→ **What this task involves**: Write out the passage from the forum thread below on swapping a 700r4 transmission into a 1964 Impala, starting at "Drive shaft after" and ending at "extreme suspension travels.".

→ **Reading text**:
_____

# Help switching over 350 turbo to 700r4 in a 64' Impala



## king debo

I'm thinking about swapping out my 350 turbo for a 700r4. What all should I expect to change to do the swap? Drive shaft? Shift linkage? etc etc? If you've done it on your 64', any advice or help would be great.. Pics too, if you have them..


----------



## pink63impala

Do you have a long tail 350? If so no shaft more needed. You'll need to mod your crossmember or buy one made. Some adjustments to your linkage and you'll need the brackets to book the tv cable to the carb.


----------



## king debo

Mines a long tail


----------



## dcairns

I did that exact swap on my 64. First off, it is worth it!!!


Dropping the drive shaft on the old TH350. Keep an oil pan underneath as transmission fluid can come out the tail shaft.










Disconnect the other end and then remove the center carrier bearing in the middle of the X in the X frame. Good time to replace the carrier bearing.










Kind of cheesy, but this is how I supported the engine while removing the transmission. I was concerned the engine, supported only by the motor mounts, would tilt, damaging the motor mounts and/or the engine fan or even my head if the motor mounts gave way 



















Freshly built 700r4 done by OC Transmission in Costa Mesa Ca.









TV Cable, shift linkage and new offset crossmember (bow tie overdrives)




















Pretty easy to get the now trans in there. Notice the parking brake brackets, that will be an issue later 











This is where the trans cooler lines hook up. The stock lines work, with a bit of bending.















Dip stick comes up in an odd spot if you have A/C. In the end, I took the TH350 dip stick and trimmed the 700r4s tube to the TH350's length. This way the stick would read correctly and still look like a Powerglide dipstick.











Lokar shift linkage. Works good, except engine vibration is transmitted to the column shift lever too much for my liking, so I later came up with another linkage that also looked more stock from above.











Drive shaft after shortening and rebalancing. I also had a slip joint added to the rear shaft. This is supposed to help the stock carrier bearing last longer and in a low riding context, is probably a requirement with the extreme suspension travels.











Drive shaft installed, and a conflict between the U-joint and the parking brake brackets is evident.










Flattening out the horizontal bar and shortening the rod on the right by curving it solved that issue.










TV Cable setup. Very important to get this right or you can trash the new transmission!!!!!! The old kick down bracket from the TH350 fits the TV cable nicely. Just needed a extra bit on metal on the carb linkage to get the cable end in the right spot.





















All installed. I later switched the TV cable setup to be actuated by the old Power Glide kick down rods for stock appearance from the top.

_____

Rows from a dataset
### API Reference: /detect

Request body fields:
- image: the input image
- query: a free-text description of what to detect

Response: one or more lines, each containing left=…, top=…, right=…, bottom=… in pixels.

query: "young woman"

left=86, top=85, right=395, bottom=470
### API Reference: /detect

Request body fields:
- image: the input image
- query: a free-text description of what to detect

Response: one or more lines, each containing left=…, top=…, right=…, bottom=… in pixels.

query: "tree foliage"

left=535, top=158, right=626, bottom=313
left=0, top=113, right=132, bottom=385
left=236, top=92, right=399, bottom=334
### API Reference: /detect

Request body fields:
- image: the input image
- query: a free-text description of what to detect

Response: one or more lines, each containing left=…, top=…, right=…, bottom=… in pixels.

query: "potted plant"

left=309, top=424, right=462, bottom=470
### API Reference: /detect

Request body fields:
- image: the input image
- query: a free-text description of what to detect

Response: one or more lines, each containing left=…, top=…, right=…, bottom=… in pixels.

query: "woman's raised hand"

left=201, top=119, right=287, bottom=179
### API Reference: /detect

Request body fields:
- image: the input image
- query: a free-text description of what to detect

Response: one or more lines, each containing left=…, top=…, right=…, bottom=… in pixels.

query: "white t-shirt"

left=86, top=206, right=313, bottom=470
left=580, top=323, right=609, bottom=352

_____

→ **Solution for this exercise**:
Drive shaft after shortening and rebalancing. I also had a slip joint added to the rear shaft. This is supposed to help the stock carrier bearing last longer and in a low riding context, is probably a requirement with the extreme suspension travels.